> **Task description**
Can you pull out every one of the lines below word for word, leaving the pictures out of your answer?

> **Excerpts from a pointing dataset**

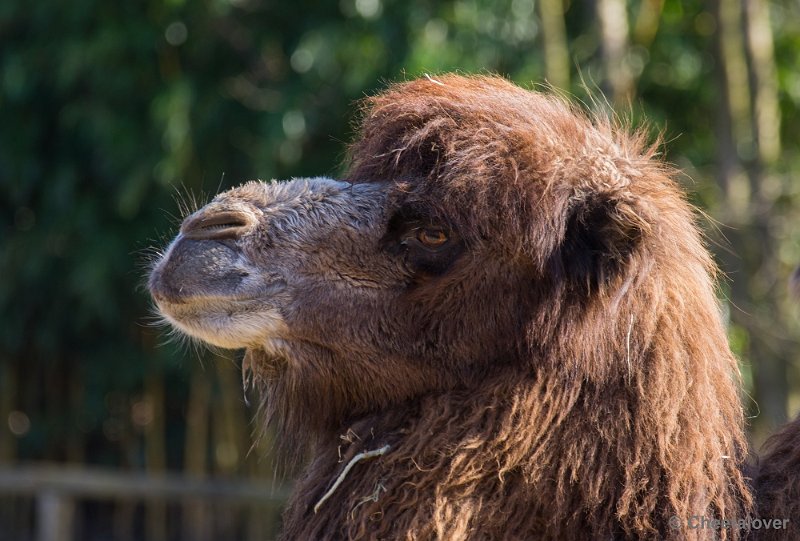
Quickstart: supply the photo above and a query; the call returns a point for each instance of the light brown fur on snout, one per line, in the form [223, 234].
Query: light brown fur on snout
[500, 325]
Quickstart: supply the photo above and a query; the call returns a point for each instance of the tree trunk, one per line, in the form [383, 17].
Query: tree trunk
[554, 40]
[613, 23]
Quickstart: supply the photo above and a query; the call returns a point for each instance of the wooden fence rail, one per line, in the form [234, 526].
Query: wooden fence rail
[56, 489]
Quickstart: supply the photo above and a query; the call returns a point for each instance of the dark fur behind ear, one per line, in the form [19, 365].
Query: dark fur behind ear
[602, 232]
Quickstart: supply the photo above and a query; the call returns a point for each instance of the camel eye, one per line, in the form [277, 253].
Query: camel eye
[431, 238]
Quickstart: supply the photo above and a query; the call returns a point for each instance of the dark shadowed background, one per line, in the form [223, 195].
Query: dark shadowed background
[115, 116]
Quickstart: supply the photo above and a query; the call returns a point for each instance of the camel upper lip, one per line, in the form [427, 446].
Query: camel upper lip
[178, 298]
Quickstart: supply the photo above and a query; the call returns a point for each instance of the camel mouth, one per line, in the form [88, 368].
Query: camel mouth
[230, 325]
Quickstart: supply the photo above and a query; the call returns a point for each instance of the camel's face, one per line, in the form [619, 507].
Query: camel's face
[320, 273]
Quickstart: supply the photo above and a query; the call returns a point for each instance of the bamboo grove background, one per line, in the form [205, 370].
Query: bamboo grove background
[113, 112]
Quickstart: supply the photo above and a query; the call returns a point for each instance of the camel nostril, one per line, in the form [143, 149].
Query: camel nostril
[217, 225]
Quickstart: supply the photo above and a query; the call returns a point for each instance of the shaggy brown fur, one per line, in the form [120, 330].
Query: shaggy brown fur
[561, 373]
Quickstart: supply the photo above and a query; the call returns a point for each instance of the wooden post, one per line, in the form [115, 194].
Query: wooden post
[54, 515]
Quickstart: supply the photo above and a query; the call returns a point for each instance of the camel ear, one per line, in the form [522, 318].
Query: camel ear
[603, 230]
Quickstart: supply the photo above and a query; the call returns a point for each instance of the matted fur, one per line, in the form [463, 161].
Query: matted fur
[568, 375]
[620, 408]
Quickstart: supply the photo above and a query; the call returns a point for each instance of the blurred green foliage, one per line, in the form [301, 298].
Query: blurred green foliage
[112, 111]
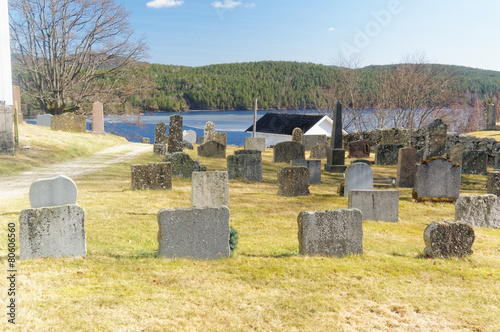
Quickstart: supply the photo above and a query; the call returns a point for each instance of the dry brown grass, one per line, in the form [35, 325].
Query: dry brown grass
[266, 286]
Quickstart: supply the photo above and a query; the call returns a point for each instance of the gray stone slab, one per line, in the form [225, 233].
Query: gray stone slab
[358, 176]
[60, 190]
[437, 178]
[478, 210]
[210, 189]
[448, 239]
[375, 204]
[52, 232]
[197, 233]
[314, 167]
[331, 232]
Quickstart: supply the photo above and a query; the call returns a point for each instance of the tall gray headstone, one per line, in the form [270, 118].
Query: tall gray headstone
[60, 190]
[197, 233]
[331, 232]
[359, 176]
[335, 154]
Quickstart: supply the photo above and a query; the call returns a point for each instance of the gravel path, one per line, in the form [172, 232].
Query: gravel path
[18, 185]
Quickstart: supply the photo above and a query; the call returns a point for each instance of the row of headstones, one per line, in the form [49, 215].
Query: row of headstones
[54, 226]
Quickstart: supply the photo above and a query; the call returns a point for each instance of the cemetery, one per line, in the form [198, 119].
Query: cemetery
[357, 261]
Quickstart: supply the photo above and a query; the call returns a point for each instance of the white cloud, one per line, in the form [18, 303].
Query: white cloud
[164, 3]
[230, 4]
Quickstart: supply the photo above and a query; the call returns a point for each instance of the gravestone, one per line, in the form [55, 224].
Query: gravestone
[255, 143]
[387, 154]
[448, 239]
[358, 176]
[245, 164]
[311, 140]
[152, 176]
[435, 139]
[210, 189]
[375, 204]
[478, 210]
[212, 149]
[69, 122]
[159, 149]
[475, 162]
[293, 181]
[407, 167]
[437, 178]
[297, 135]
[183, 166]
[44, 120]
[331, 232]
[197, 233]
[359, 149]
[60, 190]
[52, 232]
[190, 136]
[493, 184]
[314, 167]
[97, 118]
[6, 130]
[175, 134]
[335, 154]
[318, 151]
[285, 152]
[160, 133]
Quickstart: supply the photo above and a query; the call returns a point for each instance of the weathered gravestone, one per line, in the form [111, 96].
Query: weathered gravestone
[197, 233]
[210, 189]
[437, 178]
[152, 176]
[44, 120]
[448, 239]
[435, 139]
[160, 133]
[375, 204]
[190, 136]
[6, 130]
[297, 135]
[245, 164]
[212, 149]
[97, 118]
[285, 152]
[52, 232]
[407, 167]
[175, 134]
[183, 166]
[493, 184]
[318, 151]
[60, 190]
[255, 143]
[359, 149]
[335, 154]
[69, 122]
[331, 232]
[478, 210]
[314, 167]
[475, 162]
[358, 176]
[293, 181]
[387, 154]
[311, 140]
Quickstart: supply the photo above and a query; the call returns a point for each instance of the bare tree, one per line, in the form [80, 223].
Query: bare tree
[67, 50]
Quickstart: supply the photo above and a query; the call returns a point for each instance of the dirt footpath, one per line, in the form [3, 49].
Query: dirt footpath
[18, 185]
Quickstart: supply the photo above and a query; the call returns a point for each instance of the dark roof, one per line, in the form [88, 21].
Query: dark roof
[285, 123]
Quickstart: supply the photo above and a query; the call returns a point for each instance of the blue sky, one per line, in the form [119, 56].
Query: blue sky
[203, 32]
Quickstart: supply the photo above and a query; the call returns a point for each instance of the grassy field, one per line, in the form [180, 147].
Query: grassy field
[266, 286]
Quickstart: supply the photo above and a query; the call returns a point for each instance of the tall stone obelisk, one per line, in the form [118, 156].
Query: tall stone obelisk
[335, 154]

> **Written solution**
Quickstart: supply the photo above and a query; the call returns a point for each instance of the light brown fur on snout, one per line, in the form [223, 234].
Query: light brown fur on snout
[500, 325]
Quickstart: supply the photo above and a query; the call returns a point for each instance of the tree trunk, one per line, in the form [383, 17].
Query: tree trunk
[554, 40]
[613, 23]
Quickstart: supply the photo above and a query; the call returns a point for each instance of the wooden fence rail, one per line, in the form [234, 526].
Query: wooden fence rail
[56, 489]
Quickstart: supply the photo above and a query; the call returns a point for each instance of the dark fur behind ear, one per line, in the form [19, 365].
Query: dark fur behind ear
[602, 232]
Quickstart: supply the photo above and a query; the call returns a point for each instance of the camel eye, one per line, in the form [277, 253].
Query: camel eye
[431, 238]
Quickstart: supply the photo above and a query; the call returns a point for each instance of the dark shadowed background, one per line, in the form [223, 195].
Query: dark shadowed background
[115, 116]
Quickstart: supply the photo above and a query; the call returns a point for each instance of the camel upper lip, one per line, in the form [427, 446].
Query: camel upper lip
[178, 298]
Quickstart: supply the photo above and a query; the call returns a point for each instance of the camel mouth, one per line, in the form [88, 368].
Query: camel mouth
[230, 325]
Quickstart: supply the photo above and a query; the call returns a point for each instance of the camel's face, one per line, in the form [619, 507].
Query: camel's face
[320, 273]
Quickstart: supply the photo above and a query; the call returns a point for each instance of the bamboo grove background, one per line, in the form [205, 370].
Query: bamboo grove background
[113, 112]
Quickstart: supply the photo above and a query; the call returns a point for each instance of the camel nostril, one per line, in the form [143, 149].
Query: camel nostril
[217, 225]
Quickstart: supply the photo above and a query; the call returns a point for each instance of the shaggy brown fur, one per line, in the form [120, 330].
Query: shaggy brown fur
[561, 373]
Quickstart: supply the photo above and a query; the call returns a point for each instance of the wooden post, one per line, in the form [115, 194].
Query: wooden post
[54, 515]
Quickstart: supply the photo above and a query; the call returns a point for each instance of the camel ear, one per line, in the form [522, 318].
Query: camel ear
[603, 230]
Quickstart: supply the photo above and a query; the call returns a point for each instance of the matted fur, one per line, in the form [463, 161].
Query: matted fur
[568, 375]
[620, 408]
Quickstart: supply the photo above and a query; the call returns a point for each instance of the blurred green foliage, one per line, in the form [301, 298].
Query: blurred green foliage
[112, 111]
Quickstart: supply the photo above and a query; the call returns a point for each instance of the dry brown grass, one per line, in the form [35, 325].
Query: dry brown grass
[266, 286]
Quickstart: supply the photo above and a query; the call returns a point for each instance of the gray stone slab, one per line, in the form [225, 233].
Query: gray stone slab
[358, 176]
[60, 190]
[437, 178]
[478, 210]
[210, 189]
[448, 239]
[375, 204]
[52, 232]
[197, 233]
[314, 167]
[331, 232]
Quickstart: supply the photo above and a query; the call returns a point for each instance of the tall gray headstone, one per line, in the form [270, 118].
Query: tall gray headstone
[60, 190]
[197, 233]
[331, 232]
[359, 176]
[335, 154]
Quickstart: supply the photo above and a query; the call returns a point for each instance of the gravel path, one per line, in the form [172, 232].
Query: gravel path
[18, 185]
Quickstart: supply the photo above and a query; the call returns a point for each instance of the row of headstones, one per line, in the form [49, 215].
Query: row of headstones
[54, 226]
Quickstart: supply the photo above and a query; the call returns a point for each instance of the cemetery, one per line, in the form [198, 119].
Query: cemetery
[357, 261]
Quickstart: supply the photo above and a query; the call returns a point for each instance of the white cloud, one per line, in the form [18, 303].
Query: white cloud
[164, 3]
[230, 4]
Quickstart: supply the photo above and a query; the call returns a point for each instance of the gravestone, one per line, in the form [55, 224].
Query: gravestone
[255, 143]
[387, 154]
[448, 239]
[358, 176]
[245, 164]
[311, 140]
[152, 176]
[435, 139]
[210, 189]
[375, 204]
[478, 210]
[212, 149]
[69, 122]
[159, 149]
[475, 162]
[293, 181]
[407, 167]
[437, 178]
[297, 135]
[183, 166]
[44, 120]
[331, 232]
[197, 233]
[359, 149]
[60, 190]
[52, 232]
[190, 136]
[493, 184]
[314, 167]
[97, 118]
[6, 130]
[175, 134]
[335, 154]
[318, 151]
[285, 152]
[160, 133]
Quickstart: supply the photo above and a query; the call returns a point for each instance of the weathered gravestone, one per line, in the form [111, 96].
Query: weathered gravestone
[197, 233]
[210, 189]
[437, 178]
[152, 176]
[44, 120]
[448, 239]
[435, 139]
[160, 133]
[375, 204]
[190, 136]
[6, 130]
[297, 135]
[245, 164]
[212, 149]
[97, 118]
[285, 152]
[52, 232]
[407, 167]
[175, 134]
[183, 166]
[493, 184]
[318, 151]
[60, 190]
[255, 143]
[359, 149]
[335, 154]
[69, 122]
[331, 232]
[478, 210]
[314, 167]
[475, 162]
[358, 176]
[293, 181]
[387, 154]
[311, 140]
Quickstart: supply the photo above and a query; the call returns a point for each instance of the bare tree, one per line, in the form [80, 223].
Query: bare tree
[67, 50]
Quickstart: supply the photo above and a query; the call returns a point for each instance of the dirt footpath, one per line, in the form [3, 49].
Query: dirt footpath
[18, 185]
Quickstart: supply the photo above and a query; the call returns a point for each instance of the dark roof, one per line, in the form [88, 21].
Query: dark roof
[285, 123]
Quickstart: supply the photo above and a query; the call returns a point for each instance of the blue sky, one per line, in the form [119, 56].
Query: blue sky
[203, 32]
Quickstart: supply the photo above and a query; the call returns a point for each instance of the grassy field, one per line, in the form [180, 147].
Query: grassy field
[266, 286]
Quickstart: supply the photo above and a query; the call returns a point for each instance of the tall stone obelisk, one per line, in the form [118, 156].
Query: tall stone obelisk
[335, 154]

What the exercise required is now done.